Exercise
Below are some records. Pull every line that contains the word "target".

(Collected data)

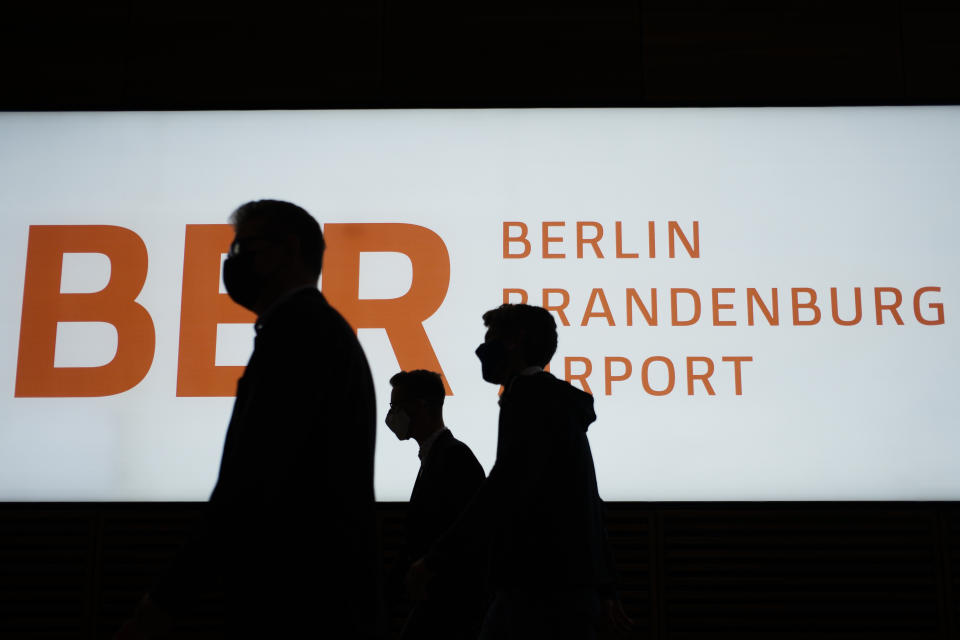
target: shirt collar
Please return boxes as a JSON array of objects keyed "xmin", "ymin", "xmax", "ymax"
[
  {"xmin": 507, "ymin": 365, "xmax": 543, "ymax": 392},
  {"xmin": 254, "ymin": 284, "xmax": 318, "ymax": 333},
  {"xmin": 418, "ymin": 427, "xmax": 449, "ymax": 462},
  {"xmin": 499, "ymin": 366, "xmax": 544, "ymax": 405}
]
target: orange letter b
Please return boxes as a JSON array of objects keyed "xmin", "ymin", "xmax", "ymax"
[{"xmin": 15, "ymin": 225, "xmax": 155, "ymax": 397}]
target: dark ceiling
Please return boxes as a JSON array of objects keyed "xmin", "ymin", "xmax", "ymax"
[{"xmin": 1, "ymin": 0, "xmax": 958, "ymax": 110}]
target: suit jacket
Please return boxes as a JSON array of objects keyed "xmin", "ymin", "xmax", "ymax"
[
  {"xmin": 153, "ymin": 288, "xmax": 380, "ymax": 637},
  {"xmin": 391, "ymin": 429, "xmax": 485, "ymax": 608},
  {"xmin": 427, "ymin": 371, "xmax": 616, "ymax": 595}
]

Result for this task
target: shirt collar
target: orange letter b
target: dark ceiling
target: suit jacket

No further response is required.